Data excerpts
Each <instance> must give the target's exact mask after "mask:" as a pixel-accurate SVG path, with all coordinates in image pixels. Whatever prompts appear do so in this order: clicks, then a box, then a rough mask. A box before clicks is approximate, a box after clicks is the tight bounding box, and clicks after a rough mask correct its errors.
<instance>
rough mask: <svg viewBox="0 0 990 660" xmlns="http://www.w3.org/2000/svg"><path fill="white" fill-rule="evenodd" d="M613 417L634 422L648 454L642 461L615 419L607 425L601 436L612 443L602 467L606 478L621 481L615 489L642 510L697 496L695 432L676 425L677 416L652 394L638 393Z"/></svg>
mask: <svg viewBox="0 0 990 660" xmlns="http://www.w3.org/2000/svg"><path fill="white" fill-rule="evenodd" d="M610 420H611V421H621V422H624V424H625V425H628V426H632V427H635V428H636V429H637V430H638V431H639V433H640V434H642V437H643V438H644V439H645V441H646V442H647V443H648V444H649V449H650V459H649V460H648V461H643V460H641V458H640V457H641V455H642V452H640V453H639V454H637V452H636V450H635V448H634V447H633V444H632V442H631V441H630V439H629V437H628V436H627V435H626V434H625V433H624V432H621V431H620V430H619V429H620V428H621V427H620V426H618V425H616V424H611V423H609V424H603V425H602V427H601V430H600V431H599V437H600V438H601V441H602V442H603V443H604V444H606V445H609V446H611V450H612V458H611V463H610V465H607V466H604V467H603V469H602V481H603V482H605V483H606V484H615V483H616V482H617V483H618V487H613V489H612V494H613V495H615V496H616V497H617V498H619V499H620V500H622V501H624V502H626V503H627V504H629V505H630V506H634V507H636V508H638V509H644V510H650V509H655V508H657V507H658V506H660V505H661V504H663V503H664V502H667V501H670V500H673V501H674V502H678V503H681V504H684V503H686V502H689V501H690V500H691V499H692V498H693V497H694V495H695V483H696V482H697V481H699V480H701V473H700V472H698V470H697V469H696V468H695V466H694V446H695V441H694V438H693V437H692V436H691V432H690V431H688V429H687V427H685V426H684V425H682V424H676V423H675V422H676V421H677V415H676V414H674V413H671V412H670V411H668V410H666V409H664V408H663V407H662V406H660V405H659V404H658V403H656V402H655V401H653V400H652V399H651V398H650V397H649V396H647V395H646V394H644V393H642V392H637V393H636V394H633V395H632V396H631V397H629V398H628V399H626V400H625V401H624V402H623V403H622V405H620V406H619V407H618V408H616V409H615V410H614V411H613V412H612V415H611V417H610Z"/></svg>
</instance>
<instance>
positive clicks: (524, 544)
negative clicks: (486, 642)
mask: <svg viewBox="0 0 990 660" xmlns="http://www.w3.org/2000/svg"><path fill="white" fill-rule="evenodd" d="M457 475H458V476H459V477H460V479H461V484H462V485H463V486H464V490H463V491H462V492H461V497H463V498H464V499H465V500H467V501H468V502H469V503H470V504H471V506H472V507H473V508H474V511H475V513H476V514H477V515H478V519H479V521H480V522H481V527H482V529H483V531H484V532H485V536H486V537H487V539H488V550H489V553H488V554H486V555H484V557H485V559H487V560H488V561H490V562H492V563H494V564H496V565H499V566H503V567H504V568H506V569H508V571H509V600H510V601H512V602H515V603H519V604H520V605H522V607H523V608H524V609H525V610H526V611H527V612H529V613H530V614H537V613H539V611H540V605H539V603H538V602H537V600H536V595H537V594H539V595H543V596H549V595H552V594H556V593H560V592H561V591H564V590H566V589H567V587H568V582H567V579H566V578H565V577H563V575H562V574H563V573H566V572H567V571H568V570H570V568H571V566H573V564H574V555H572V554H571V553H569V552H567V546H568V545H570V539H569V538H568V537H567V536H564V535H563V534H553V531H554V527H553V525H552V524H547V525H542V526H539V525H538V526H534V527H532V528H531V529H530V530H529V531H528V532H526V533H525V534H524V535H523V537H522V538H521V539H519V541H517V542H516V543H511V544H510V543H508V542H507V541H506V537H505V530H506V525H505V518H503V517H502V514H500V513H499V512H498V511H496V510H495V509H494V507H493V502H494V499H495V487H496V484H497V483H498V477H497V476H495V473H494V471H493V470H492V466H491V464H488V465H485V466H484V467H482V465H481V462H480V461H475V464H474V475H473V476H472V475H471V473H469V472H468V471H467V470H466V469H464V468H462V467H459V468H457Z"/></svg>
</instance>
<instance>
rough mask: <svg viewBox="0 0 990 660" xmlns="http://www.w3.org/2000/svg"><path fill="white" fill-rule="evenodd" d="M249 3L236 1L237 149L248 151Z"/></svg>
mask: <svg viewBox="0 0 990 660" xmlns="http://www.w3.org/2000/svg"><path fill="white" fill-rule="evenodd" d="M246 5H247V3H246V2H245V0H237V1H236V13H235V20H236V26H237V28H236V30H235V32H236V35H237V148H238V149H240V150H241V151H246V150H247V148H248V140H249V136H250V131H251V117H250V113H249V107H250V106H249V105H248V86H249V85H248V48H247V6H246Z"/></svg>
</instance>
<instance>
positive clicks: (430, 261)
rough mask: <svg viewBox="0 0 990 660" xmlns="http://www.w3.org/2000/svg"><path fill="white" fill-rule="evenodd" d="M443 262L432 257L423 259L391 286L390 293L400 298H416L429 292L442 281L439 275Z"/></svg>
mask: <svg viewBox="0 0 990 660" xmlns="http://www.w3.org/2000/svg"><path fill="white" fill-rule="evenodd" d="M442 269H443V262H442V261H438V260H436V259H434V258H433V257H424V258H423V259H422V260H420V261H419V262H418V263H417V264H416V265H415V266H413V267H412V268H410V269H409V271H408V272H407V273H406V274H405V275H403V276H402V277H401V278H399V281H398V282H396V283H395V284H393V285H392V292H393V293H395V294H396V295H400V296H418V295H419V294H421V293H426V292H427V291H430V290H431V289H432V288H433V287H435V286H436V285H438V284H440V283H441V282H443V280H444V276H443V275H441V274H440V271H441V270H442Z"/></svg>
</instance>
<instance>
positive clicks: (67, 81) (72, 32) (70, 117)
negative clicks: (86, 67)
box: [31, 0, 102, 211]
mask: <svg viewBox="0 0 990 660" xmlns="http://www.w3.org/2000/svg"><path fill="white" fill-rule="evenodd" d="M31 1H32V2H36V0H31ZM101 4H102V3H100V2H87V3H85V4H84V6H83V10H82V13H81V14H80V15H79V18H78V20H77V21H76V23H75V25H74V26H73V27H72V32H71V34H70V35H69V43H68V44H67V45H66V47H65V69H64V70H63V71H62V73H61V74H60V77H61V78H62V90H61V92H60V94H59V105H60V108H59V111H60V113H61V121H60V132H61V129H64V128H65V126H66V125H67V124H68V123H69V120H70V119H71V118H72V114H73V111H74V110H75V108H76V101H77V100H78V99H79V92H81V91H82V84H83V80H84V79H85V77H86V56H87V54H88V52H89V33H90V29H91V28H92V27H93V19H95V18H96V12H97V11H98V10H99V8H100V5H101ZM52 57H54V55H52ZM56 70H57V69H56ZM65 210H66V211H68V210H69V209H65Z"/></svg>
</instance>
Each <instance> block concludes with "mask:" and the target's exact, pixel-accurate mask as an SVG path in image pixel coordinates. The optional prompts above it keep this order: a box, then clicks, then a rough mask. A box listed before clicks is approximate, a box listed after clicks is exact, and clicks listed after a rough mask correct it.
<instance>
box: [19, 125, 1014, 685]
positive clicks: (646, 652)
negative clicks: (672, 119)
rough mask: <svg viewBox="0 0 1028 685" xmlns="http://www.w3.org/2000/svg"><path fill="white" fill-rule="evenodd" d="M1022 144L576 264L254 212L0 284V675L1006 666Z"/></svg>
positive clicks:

**Exercise description**
Output an exact copy of each record.

**Expected answer**
Each <instance> must give the target's exact mask after "mask:" as a pixel-accurate SVG path, with all coordinates in image pixels. Whatever prompts appear do so in this order: clicks, then a box, then a rough mask. A box before clicks is approximate, a box after clicks is the tight bounding box, and clicks after a rough mask correct its errors.
<instance>
rough mask: <svg viewBox="0 0 990 660" xmlns="http://www.w3.org/2000/svg"><path fill="white" fill-rule="evenodd" d="M613 417L634 422L648 454L642 461L615 419L607 425L601 436L612 443L602 467L606 478L621 481L615 489L642 510L697 496L695 432L676 425L677 416L652 394L638 393Z"/></svg>
mask: <svg viewBox="0 0 990 660" xmlns="http://www.w3.org/2000/svg"><path fill="white" fill-rule="evenodd" d="M610 420H611V421H621V422H624V424H625V425H628V426H632V427H635V428H636V429H637V430H638V431H639V433H640V434H642V437H643V438H644V439H645V441H646V442H647V443H648V444H649V449H650V459H649V460H648V461H643V460H641V458H640V457H641V455H642V452H640V453H639V454H637V452H636V450H635V448H634V447H633V444H632V442H631V441H630V439H629V437H628V436H627V435H626V434H625V433H624V432H621V431H620V430H619V429H620V428H621V427H620V426H618V425H616V424H611V423H609V424H603V425H602V427H601V430H600V431H599V437H600V438H601V441H602V442H603V443H604V444H606V445H609V446H611V450H612V458H611V463H610V465H607V466H604V467H603V469H602V481H603V482H605V483H606V484H615V483H616V482H617V483H618V487H613V489H612V494H613V495H615V496H616V497H617V498H619V499H620V500H622V501H624V502H626V503H627V504H629V505H630V506H634V507H636V508H638V509H644V510H650V509H655V508H657V507H658V506H660V505H661V504H663V503H664V502H667V501H670V500H673V501H674V502H678V503H681V504H684V503H686V502H689V501H690V500H691V499H692V498H693V497H694V495H695V483H696V482H697V481H699V480H701V473H700V472H698V470H697V469H696V468H695V466H694V446H695V441H694V438H693V437H692V436H691V432H690V431H688V429H687V427H685V426H684V425H682V424H676V423H675V422H676V421H677V415H676V414H674V413H671V412H670V411H668V410H666V409H664V408H663V407H662V406H660V405H659V404H658V403H656V402H655V401H653V400H652V399H651V398H650V397H649V396H647V395H646V394H644V393H642V392H637V393H636V394H633V395H632V396H631V397H629V398H628V399H626V400H625V401H624V402H623V403H622V405H620V406H619V407H618V408H616V409H615V410H614V411H613V412H612V415H611V417H610Z"/></svg>
</instance>
<instance>
positive clicks: (524, 544)
negative clicks: (486, 642)
mask: <svg viewBox="0 0 990 660" xmlns="http://www.w3.org/2000/svg"><path fill="white" fill-rule="evenodd" d="M457 475H458V476H459V477H460V479H461V484H462V485H463V486H464V490H463V491H462V492H461V497H463V498H464V499H465V500H467V501H468V502H469V503H470V504H471V506H472V507H473V508H474V511H475V513H476V514H477V515H478V519H479V521H480V522H481V527H482V529H483V531H484V532H485V536H486V537H487V539H488V550H489V553H488V554H486V555H484V557H485V559H487V560H488V561H490V562H492V563H494V564H496V565H499V566H503V567H504V568H506V569H508V571H509V600H510V601H512V602H515V603H519V604H520V605H522V607H523V608H524V609H525V610H526V611H527V612H529V613H530V614H537V613H539V611H540V605H539V603H538V602H537V600H536V595H537V594H539V595H543V596H549V595H552V594H556V593H560V592H561V591H564V590H566V589H567V587H568V582H567V579H566V578H565V577H563V575H562V574H563V573H566V572H567V571H568V570H570V568H571V566H573V564H574V555H572V554H571V553H569V552H567V546H568V545H570V539H569V538H568V537H567V536H564V535H563V534H553V531H554V527H553V525H552V524H547V525H542V526H539V525H538V526H534V527H532V528H531V529H530V530H529V531H528V532H526V533H525V534H524V535H523V537H522V538H521V539H519V541H517V542H516V543H511V544H510V543H508V542H507V541H506V537H505V530H506V525H505V518H503V517H502V514H500V513H499V512H498V511H496V510H495V509H494V507H493V502H494V499H495V487H496V484H497V483H498V477H497V476H495V473H494V471H493V470H492V466H491V464H488V465H485V466H484V467H482V465H481V462H480V461H475V464H474V475H473V476H472V475H471V473H469V472H468V471H467V470H466V469H464V468H462V467H459V468H457Z"/></svg>
</instance>
<instance>
rough mask: <svg viewBox="0 0 990 660" xmlns="http://www.w3.org/2000/svg"><path fill="white" fill-rule="evenodd" d="M249 3L236 1L237 149L248 151Z"/></svg>
mask: <svg viewBox="0 0 990 660" xmlns="http://www.w3.org/2000/svg"><path fill="white" fill-rule="evenodd" d="M246 5H247V3H246V2H245V0H237V1H236V13H235V20H236V26H237V28H236V30H235V32H236V35H237V148H238V149H240V150H241V151H246V150H247V148H248V140H249V136H250V131H251V117H250V113H249V107H250V106H249V105H248V86H249V85H248V48H247V6H246Z"/></svg>
</instance>
<instance>
positive clicks: (430, 261)
rough mask: <svg viewBox="0 0 990 660" xmlns="http://www.w3.org/2000/svg"><path fill="white" fill-rule="evenodd" d="M443 262L432 257L423 259L391 286L390 293L400 298H416L429 292L442 281L439 275Z"/></svg>
mask: <svg viewBox="0 0 990 660" xmlns="http://www.w3.org/2000/svg"><path fill="white" fill-rule="evenodd" d="M442 269H443V262H442V261H438V260H436V259H434V258H433V257H424V258H423V259H422V260H420V261H419V262H418V263H417V264H416V265H415V266H413V267H412V268H410V269H409V271H408V272H407V273H406V274H405V275H403V276H402V277H401V278H399V281H398V282H396V283H395V284H393V285H392V292H393V293H395V294H396V295H400V296H418V295H419V294H421V293H426V292H427V291H430V290H431V289H432V288H433V287H435V286H436V285H438V284H440V283H441V282H443V280H444V276H443V275H441V274H440V271H441V270H442Z"/></svg>
</instance>
<instance>
positive clicks: (67, 81) (72, 32) (70, 117)
negative clicks: (86, 67)
box: [31, 0, 102, 211]
mask: <svg viewBox="0 0 990 660" xmlns="http://www.w3.org/2000/svg"><path fill="white" fill-rule="evenodd" d="M31 1H32V2H36V0H31ZM101 4H102V3H100V2H87V3H85V4H84V6H83V10H82V13H81V14H80V15H79V18H78V20H77V21H76V23H75V25H74V26H73V27H72V32H71V34H70V35H69V43H68V44H67V45H66V47H65V69H64V70H63V71H62V73H61V74H60V77H61V78H62V90H61V92H60V94H59V105H60V108H59V111H60V113H61V121H60V132H61V129H64V128H65V126H66V125H67V124H68V123H69V120H70V119H71V118H72V114H73V111H74V110H75V108H76V101H77V100H78V99H79V92H81V91H82V84H83V80H84V79H85V77H86V56H87V54H88V52H89V33H90V29H91V28H92V27H93V19H95V18H96V12H97V11H98V10H99V8H100V5H101ZM52 57H54V55H52ZM56 70H57V69H56ZM65 210H66V211H68V210H69V209H65Z"/></svg>
</instance>
Each <instance> block concludes with "mask:" and the target's exact, pixel-accurate mask as an SVG path in image pixel coordinates. The optional prompts above it keep this order: a box, then clicks, then a rough mask. A box listed before clicks is approximate, a box listed after clicks is exact, and clicks listed after a rough mask correct it.
<instance>
box: [19, 125, 1014, 685]
positive clicks: (646, 652)
negative clicks: (672, 119)
rough mask: <svg viewBox="0 0 1028 685" xmlns="http://www.w3.org/2000/svg"><path fill="white" fill-rule="evenodd" d="M1022 144L576 264L254 212L0 284V675L1006 666Z"/></svg>
positive clicks:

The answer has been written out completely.